Problem statement
Please convert the lines from the one containing "Find the stone" through the one containing "[[865,439],[865,430],[839,382],[823,382],[806,441]]", inclusive, into a Markdown table with a Row column that numbers them and a Line column that holds each one's text, leaving out blank lines.

[Saved entries]

::::

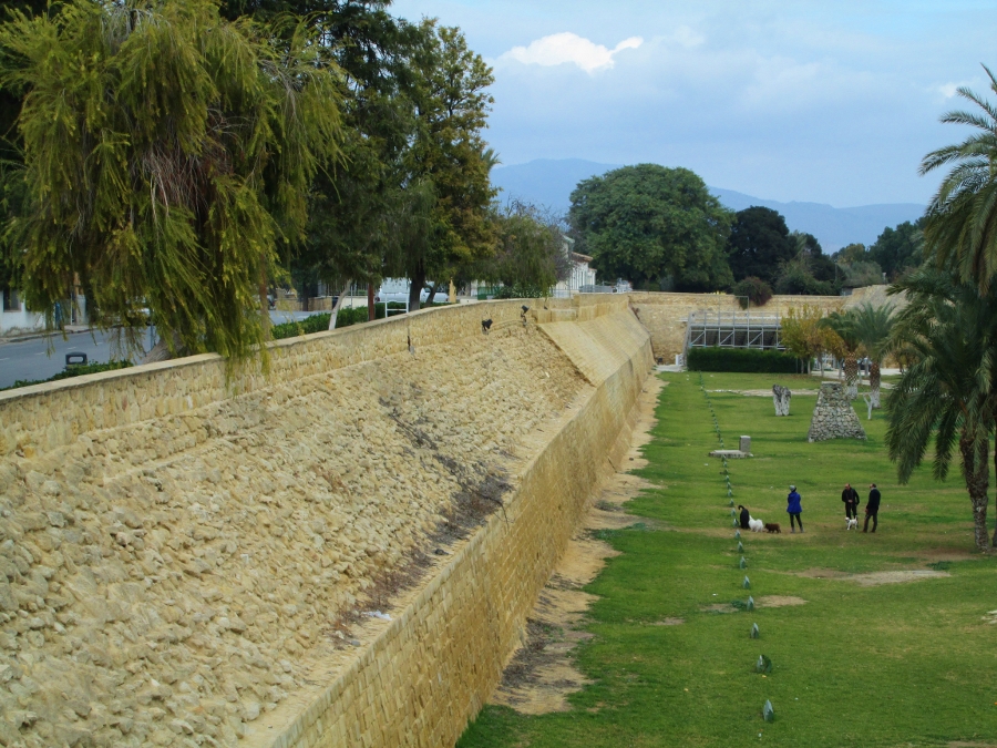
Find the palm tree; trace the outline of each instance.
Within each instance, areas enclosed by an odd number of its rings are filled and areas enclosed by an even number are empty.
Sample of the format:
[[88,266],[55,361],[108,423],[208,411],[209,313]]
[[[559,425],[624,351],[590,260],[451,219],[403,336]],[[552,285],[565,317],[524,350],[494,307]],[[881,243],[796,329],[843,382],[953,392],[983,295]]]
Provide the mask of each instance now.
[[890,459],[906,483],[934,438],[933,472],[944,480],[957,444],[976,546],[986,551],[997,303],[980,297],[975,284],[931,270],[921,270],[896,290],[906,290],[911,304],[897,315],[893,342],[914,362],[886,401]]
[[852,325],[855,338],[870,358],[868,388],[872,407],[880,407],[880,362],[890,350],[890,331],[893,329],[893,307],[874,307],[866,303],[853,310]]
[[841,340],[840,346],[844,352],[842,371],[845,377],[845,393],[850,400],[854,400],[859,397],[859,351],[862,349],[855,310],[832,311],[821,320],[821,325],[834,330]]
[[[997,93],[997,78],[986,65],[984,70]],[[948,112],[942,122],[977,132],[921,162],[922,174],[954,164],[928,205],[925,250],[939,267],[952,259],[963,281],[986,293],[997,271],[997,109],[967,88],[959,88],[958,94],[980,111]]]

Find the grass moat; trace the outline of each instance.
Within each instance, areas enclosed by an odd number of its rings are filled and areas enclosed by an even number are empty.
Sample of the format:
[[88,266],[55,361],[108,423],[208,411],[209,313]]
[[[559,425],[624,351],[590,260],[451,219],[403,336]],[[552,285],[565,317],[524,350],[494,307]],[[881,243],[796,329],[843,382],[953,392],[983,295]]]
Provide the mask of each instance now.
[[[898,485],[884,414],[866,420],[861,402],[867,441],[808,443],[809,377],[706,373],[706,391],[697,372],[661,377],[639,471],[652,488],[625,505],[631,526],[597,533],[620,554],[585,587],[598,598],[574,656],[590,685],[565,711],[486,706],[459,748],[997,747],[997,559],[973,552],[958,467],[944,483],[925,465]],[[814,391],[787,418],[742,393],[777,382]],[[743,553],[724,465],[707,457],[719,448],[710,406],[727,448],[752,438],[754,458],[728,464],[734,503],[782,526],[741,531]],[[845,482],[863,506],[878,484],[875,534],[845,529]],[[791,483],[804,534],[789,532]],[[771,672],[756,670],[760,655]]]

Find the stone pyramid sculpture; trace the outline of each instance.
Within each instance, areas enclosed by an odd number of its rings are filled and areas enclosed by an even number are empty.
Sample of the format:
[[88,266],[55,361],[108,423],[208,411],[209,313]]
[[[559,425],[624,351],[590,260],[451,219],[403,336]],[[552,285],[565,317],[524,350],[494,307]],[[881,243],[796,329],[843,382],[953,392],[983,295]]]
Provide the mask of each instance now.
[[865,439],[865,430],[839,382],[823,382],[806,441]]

::::

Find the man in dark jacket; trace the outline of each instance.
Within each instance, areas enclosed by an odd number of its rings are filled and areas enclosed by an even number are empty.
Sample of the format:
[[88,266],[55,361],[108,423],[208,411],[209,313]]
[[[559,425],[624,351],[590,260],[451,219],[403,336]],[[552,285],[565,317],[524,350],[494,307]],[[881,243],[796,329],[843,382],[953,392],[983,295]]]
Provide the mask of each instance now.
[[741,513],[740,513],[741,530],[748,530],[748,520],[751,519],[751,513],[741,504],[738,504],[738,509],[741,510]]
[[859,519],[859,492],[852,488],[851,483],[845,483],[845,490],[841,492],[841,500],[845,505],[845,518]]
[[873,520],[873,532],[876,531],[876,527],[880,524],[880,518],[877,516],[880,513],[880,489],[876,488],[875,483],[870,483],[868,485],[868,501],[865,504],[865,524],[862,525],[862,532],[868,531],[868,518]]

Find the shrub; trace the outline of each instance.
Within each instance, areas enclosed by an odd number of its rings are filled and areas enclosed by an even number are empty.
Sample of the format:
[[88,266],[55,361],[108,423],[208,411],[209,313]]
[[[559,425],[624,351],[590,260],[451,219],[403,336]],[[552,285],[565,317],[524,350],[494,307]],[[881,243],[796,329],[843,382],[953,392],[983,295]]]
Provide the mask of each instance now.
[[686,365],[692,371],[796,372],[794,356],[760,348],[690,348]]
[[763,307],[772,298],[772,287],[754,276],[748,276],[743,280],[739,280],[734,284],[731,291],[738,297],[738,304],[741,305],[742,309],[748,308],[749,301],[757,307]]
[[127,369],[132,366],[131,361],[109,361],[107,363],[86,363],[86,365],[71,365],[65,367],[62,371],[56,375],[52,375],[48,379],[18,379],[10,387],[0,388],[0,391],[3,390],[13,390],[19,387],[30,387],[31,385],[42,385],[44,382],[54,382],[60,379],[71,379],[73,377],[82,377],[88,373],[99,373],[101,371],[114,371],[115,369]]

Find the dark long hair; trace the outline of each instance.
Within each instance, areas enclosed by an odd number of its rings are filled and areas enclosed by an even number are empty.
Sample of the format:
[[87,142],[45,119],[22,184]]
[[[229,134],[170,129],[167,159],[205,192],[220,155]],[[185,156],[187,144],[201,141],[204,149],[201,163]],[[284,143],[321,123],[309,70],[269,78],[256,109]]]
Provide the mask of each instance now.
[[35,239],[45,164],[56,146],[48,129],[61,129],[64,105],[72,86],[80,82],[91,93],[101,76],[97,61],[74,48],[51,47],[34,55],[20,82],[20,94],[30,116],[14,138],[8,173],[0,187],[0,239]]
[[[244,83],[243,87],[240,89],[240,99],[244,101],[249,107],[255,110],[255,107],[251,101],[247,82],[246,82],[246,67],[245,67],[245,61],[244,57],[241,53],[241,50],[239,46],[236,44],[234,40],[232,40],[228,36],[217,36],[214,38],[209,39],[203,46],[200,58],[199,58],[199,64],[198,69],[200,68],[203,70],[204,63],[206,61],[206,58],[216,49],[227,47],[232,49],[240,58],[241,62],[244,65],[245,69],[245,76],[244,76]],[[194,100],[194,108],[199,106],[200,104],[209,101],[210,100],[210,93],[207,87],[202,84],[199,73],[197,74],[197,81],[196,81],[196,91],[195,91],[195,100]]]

::::

Answer
| Row | Line |
|---|---|
| 1 | Find the stone pyramid sculpture; trace the outline of each instance. |
| 2 | Within each instance, areas enclosed by an odd number of its rings are filled and areas enclosed by an even number are empty. |
| 3 | Sample of the format: |
| 4 | [[88,266],[55,361],[108,423],[208,411],[209,313]] |
| 5 | [[[559,425],[624,351],[590,260],[451,219],[403,336]],[[552,285],[565,317],[524,350],[494,307]],[[881,243],[796,329],[843,382],[953,392],[983,295]]] |
| 6 | Provide the mask of each instance now. |
| 7 | [[865,439],[865,430],[839,382],[823,382],[806,441]] |